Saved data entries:
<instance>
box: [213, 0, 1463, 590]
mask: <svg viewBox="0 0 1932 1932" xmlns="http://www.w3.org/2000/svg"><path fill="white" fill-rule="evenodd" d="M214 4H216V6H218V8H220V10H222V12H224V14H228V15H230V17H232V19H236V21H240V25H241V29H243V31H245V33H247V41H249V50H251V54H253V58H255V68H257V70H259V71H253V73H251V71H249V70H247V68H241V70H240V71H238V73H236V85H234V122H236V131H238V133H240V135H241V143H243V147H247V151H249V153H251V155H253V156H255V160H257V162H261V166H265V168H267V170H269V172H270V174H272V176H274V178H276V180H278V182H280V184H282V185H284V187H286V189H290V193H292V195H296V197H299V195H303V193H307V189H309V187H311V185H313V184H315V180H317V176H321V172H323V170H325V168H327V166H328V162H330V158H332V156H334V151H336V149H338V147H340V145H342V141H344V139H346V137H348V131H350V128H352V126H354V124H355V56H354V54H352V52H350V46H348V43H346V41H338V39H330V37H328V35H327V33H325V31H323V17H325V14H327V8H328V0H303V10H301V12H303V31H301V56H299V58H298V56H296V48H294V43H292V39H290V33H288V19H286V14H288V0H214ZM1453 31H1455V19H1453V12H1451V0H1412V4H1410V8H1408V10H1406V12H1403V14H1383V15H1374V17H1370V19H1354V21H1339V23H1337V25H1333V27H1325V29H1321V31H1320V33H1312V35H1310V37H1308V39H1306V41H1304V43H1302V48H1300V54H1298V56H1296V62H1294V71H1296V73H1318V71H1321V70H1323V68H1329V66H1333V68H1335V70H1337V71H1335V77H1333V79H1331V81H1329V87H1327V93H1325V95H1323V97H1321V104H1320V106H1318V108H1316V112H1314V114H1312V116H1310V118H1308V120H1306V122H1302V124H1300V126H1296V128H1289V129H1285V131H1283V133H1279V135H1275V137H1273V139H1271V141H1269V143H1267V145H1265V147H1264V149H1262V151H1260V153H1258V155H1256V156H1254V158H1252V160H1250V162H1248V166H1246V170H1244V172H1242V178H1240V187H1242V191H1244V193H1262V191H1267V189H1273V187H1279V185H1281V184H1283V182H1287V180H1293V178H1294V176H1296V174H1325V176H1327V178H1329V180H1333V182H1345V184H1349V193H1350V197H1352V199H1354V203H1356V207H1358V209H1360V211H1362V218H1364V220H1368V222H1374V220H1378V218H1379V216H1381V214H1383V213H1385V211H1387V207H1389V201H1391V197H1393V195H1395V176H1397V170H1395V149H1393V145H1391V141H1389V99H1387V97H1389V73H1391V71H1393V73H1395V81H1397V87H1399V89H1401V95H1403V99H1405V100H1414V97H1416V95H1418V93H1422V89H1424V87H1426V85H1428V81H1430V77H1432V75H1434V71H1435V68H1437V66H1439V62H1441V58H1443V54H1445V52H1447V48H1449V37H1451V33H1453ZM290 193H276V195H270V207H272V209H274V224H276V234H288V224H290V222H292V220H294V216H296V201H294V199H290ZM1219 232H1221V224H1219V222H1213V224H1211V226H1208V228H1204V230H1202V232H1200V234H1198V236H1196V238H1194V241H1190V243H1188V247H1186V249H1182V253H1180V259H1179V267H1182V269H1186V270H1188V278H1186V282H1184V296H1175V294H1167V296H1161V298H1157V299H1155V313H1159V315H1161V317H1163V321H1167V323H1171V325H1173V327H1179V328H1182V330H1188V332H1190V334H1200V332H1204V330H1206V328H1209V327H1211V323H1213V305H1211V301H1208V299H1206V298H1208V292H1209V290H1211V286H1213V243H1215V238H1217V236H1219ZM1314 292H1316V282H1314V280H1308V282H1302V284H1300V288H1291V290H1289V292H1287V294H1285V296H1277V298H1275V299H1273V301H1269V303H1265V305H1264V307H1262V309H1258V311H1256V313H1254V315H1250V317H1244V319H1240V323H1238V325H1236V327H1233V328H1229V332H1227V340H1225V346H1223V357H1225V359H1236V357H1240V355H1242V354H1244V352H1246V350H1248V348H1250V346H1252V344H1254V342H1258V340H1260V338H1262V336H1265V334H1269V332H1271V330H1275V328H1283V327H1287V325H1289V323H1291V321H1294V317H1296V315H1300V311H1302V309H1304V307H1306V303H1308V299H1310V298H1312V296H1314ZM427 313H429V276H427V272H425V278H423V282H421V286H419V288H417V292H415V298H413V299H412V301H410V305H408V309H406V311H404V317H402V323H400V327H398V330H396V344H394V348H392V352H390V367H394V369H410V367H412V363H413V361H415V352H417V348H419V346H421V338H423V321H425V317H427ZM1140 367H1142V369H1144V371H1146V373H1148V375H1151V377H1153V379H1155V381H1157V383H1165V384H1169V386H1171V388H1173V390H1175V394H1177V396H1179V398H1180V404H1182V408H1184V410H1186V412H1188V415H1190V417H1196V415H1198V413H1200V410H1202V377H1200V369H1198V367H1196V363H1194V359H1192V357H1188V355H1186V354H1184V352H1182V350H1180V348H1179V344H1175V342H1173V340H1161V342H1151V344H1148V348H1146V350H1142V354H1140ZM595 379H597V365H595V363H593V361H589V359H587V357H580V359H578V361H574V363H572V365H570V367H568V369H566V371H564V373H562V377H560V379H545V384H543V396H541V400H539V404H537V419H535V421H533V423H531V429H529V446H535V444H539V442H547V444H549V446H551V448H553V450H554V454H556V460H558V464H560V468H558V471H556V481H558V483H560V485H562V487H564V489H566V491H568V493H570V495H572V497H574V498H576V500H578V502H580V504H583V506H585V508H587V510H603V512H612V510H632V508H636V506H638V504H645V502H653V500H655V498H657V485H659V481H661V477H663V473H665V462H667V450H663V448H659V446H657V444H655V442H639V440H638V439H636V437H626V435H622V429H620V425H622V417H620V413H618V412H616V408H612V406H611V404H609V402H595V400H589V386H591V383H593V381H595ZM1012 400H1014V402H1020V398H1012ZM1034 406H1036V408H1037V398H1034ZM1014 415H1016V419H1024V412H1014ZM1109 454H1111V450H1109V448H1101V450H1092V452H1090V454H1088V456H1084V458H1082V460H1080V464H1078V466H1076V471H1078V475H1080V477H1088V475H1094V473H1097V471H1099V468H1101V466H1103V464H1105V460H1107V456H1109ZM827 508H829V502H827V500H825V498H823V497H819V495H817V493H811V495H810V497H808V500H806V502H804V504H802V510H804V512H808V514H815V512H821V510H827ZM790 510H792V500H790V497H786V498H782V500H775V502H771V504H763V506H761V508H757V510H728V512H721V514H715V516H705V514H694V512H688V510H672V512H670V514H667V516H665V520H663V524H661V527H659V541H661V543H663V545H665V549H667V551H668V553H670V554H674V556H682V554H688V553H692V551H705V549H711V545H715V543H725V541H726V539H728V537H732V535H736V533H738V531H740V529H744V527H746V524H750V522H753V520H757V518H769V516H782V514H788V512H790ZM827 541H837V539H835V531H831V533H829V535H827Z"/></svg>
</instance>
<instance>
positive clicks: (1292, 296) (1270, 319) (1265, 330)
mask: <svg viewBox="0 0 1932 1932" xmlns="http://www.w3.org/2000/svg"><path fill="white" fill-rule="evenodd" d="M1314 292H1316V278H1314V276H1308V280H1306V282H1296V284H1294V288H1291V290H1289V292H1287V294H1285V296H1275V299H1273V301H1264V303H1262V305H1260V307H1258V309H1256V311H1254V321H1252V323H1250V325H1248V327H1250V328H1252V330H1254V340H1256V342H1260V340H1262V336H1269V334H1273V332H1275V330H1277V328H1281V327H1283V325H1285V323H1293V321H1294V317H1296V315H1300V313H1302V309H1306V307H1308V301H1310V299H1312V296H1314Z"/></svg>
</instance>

(Your instructions) Exactly reproduce every line of the data above.

(Exercise answer)
<instance>
box: [213, 0, 1463, 590]
mask: <svg viewBox="0 0 1932 1932" xmlns="http://www.w3.org/2000/svg"><path fill="white" fill-rule="evenodd" d="M214 4H216V6H218V8H220V10H222V12H224V14H228V15H230V17H232V19H236V21H240V25H241V29H243V31H245V33H247V41H249V50H251V54H253V58H255V68H257V70H259V71H253V73H251V71H249V70H247V68H241V70H240V71H238V73H236V85H234V122H236V131H238V133H240V135H241V143H243V147H247V151H249V153H251V155H253V156H255V160H257V162H261V166H265V168H267V170H269V172H270V174H272V176H274V178H276V180H278V182H280V184H282V185H284V187H286V189H290V193H292V195H296V197H299V195H303V193H307V189H309V187H311V185H313V184H315V180H317V176H321V172H323V170H325V168H327V166H328V162H330V158H332V156H334V151H336V149H338V147H340V145H342V141H344V139H346V137H348V131H350V128H352V126H354V124H355V56H354V54H352V52H350V46H348V43H346V41H338V39H330V37H328V35H327V33H325V31H323V17H325V14H327V8H328V0H303V10H301V12H303V31H301V56H299V58H298V56H296V48H294V43H292V39H290V33H288V19H286V14H288V0H214ZM1453 31H1455V19H1453V12H1451V0H1412V4H1410V8H1408V10H1406V12H1403V14H1383V15H1374V17H1370V19H1354V21H1339V23H1337V25H1333V27H1325V29H1321V31H1320V33H1312V35H1310V37H1308V39H1306V41H1304V43H1302V48H1300V54H1298V56H1296V62H1294V71H1296V73H1318V71H1321V70H1323V68H1329V66H1333V68H1335V70H1337V71H1335V77H1333V79H1331V81H1329V87H1327V93H1325V95H1323V97H1321V104H1320V106H1318V108H1316V112H1314V114H1312V116H1310V118H1308V120H1306V122H1302V124H1300V126H1296V128H1289V129H1285V131H1283V133H1279V135H1275V137H1273V139H1271V141H1269V143H1267V145H1265V147H1264V149H1262V151H1260V153H1258V155H1256V156H1254V158H1252V160H1250V162H1248V166H1246V170H1244V172H1242V178H1240V187H1242V191H1244V193H1262V191H1267V189H1273V187H1279V185H1281V184H1283V182H1287V180H1293V178H1294V176H1296V174H1325V176H1327V178H1329V180H1333V182H1345V184H1349V193H1350V197H1352V199H1354V203H1356V207H1358V209H1360V211H1362V218H1364V220H1368V222H1374V220H1378V218H1379V216H1381V214H1383V213H1385V211H1387V207H1389V201H1391V197H1393V195H1395V176H1397V170H1395V149H1393V145H1391V141H1389V99H1387V97H1389V73H1391V71H1393V73H1395V81H1397V87H1399V89H1401V95H1403V99H1405V100H1414V97H1416V95H1418V93H1422V89H1424V87H1426V85H1428V81H1430V77H1432V75H1434V71H1435V68H1437V66H1439V62H1441V58H1443V54H1445V52H1447V48H1449V37H1451V33H1453ZM290 193H276V195H270V207H272V209H274V224H276V234H288V224H290V222H292V220H294V216H296V201H294V199H290ZM1219 232H1221V224H1219V222H1213V224H1211V226H1208V228H1204V230H1202V232H1200V234H1198V236H1196V238H1194V241H1190V243H1188V247H1186V249H1182V253H1180V259H1179V267H1182V269H1186V270H1188V278H1186V282H1184V296H1175V294H1167V296H1161V298H1157V299H1155V313H1159V315H1161V317H1163V321H1167V323H1171V325H1173V327H1179V328H1182V330H1188V332H1190V334H1200V332H1204V330H1206V328H1209V327H1211V323H1213V305H1211V301H1208V299H1206V298H1208V292H1209V290H1211V286H1213V243H1215V238H1217V236H1219ZM1314 292H1316V282H1314V280H1308V282H1302V284H1300V288H1291V290H1289V292H1287V294H1285V296H1277V298H1275V299H1273V301H1269V303H1265V305H1264V307H1262V309H1258V311H1256V313H1254V315H1250V317H1244V319H1240V323H1238V325H1236V327H1233V328H1229V332H1227V340H1225V346H1223V357H1225V359H1236V357H1240V355H1242V354H1244V352H1246V350H1248V348H1250V346H1252V344H1254V342H1258V340H1260V338H1262V336H1265V334H1269V332H1271V330H1275V328H1283V327H1287V325H1289V323H1291V321H1294V317H1296V315H1300V311H1302V309H1304V307H1306V303H1308V299H1310V298H1312V296H1314ZM427 313H429V276H427V272H425V278H423V282H421V286H419V288H417V292H415V298H413V299H412V301H410V305H408V309H406V311H404V317H402V323H400V327H398V330H396V344H394V348H392V352H390V367H394V369H410V367H412V363H413V361H415V352H417V348H419V346H421V338H423V321H425V317H427ZM1140 367H1142V369H1144V371H1146V373H1148V375H1151V377H1153V379H1155V381H1157V383H1165V384H1169V386H1171V388H1173V390H1175V394H1177V396H1179V398H1180V404H1182V408H1184V410H1186V412H1188V415H1190V417H1196V415H1198V413H1200V410H1202V377H1200V369H1198V367H1196V363H1194V359H1192V357H1188V355H1186V354H1184V352H1182V350H1180V348H1179V344H1175V342H1173V340H1161V342H1151V344H1148V348H1146V350H1142V354H1140ZM595 379H597V365H595V363H593V361H589V359H587V357H580V359H578V361H574V363H572V365H570V367H568V369H566V371H564V373H562V377H560V379H545V384H543V396H541V400H539V404H537V419H535V421H533V423H531V429H529V446H535V444H539V442H547V444H549V446H551V448H553V450H554V454H556V460H558V464H560V468H558V471H556V481H558V483H560V485H562V487H564V489H566V491H568V493H570V495H572V497H574V498H576V500H578V502H580V504H583V506H585V508H587V510H603V512H612V510H632V508H636V506H638V504H645V502H653V500H655V498H657V485H659V481H661V477H663V473H665V462H667V450H663V448H659V446H657V444H655V442H639V440H638V439H636V437H626V435H622V429H620V425H622V417H620V413H618V412H616V408H612V406H611V404H609V402H595V400H589V386H591V383H593V381H595ZM1012 400H1014V402H1020V398H1012ZM1034 406H1036V408H1037V398H1034ZM1014 415H1016V419H1024V412H1014ZM1109 454H1111V450H1109V448H1101V450H1092V452H1090V454H1088V456H1084V458H1082V460H1080V464H1078V466H1076V471H1078V475H1080V477H1088V475H1094V473H1097V471H1099V468H1101V466H1103V464H1105V460H1107V456H1109ZM827 508H829V502H827V500H825V498H823V497H819V495H817V493H811V495H810V497H808V500H806V502H804V504H802V510H804V512H808V514H815V512H821V510H827ZM790 510H792V500H790V497H786V498H782V500H775V502H771V504H763V506H761V508H757V510H728V512H721V514H715V516H705V514H694V512H688V510H672V512H670V514H667V516H665V520H663V524H661V527H659V541H661V543H663V545H665V549H667V551H668V553H670V554H674V556H682V554H688V553H692V551H705V549H711V545H715V543H725V541H726V539H728V537H732V535H736V533H738V531H740V529H744V527H746V524H750V522H753V520H757V518H769V516H782V514H788V512H790ZM827 541H837V539H835V531H831V533H829V535H827Z"/></svg>
</instance>
<instance>
positive clicks: (1292, 296) (1270, 319) (1265, 330)
mask: <svg viewBox="0 0 1932 1932" xmlns="http://www.w3.org/2000/svg"><path fill="white" fill-rule="evenodd" d="M1314 292H1316V278H1314V276H1308V280H1306V282H1296V284H1294V288H1291V290H1289V292H1287V294H1285V296H1275V299H1273V301H1264V303H1262V305H1260V307H1258V309H1256V311H1254V321H1252V323H1250V325H1248V327H1250V328H1252V330H1254V340H1256V342H1260V340H1262V336H1269V334H1273V332H1275V330H1277V328H1281V327H1283V325H1285V323H1293V321H1294V317H1296V315H1300V313H1302V309H1306V307H1308V301H1310V299H1312V296H1314Z"/></svg>
</instance>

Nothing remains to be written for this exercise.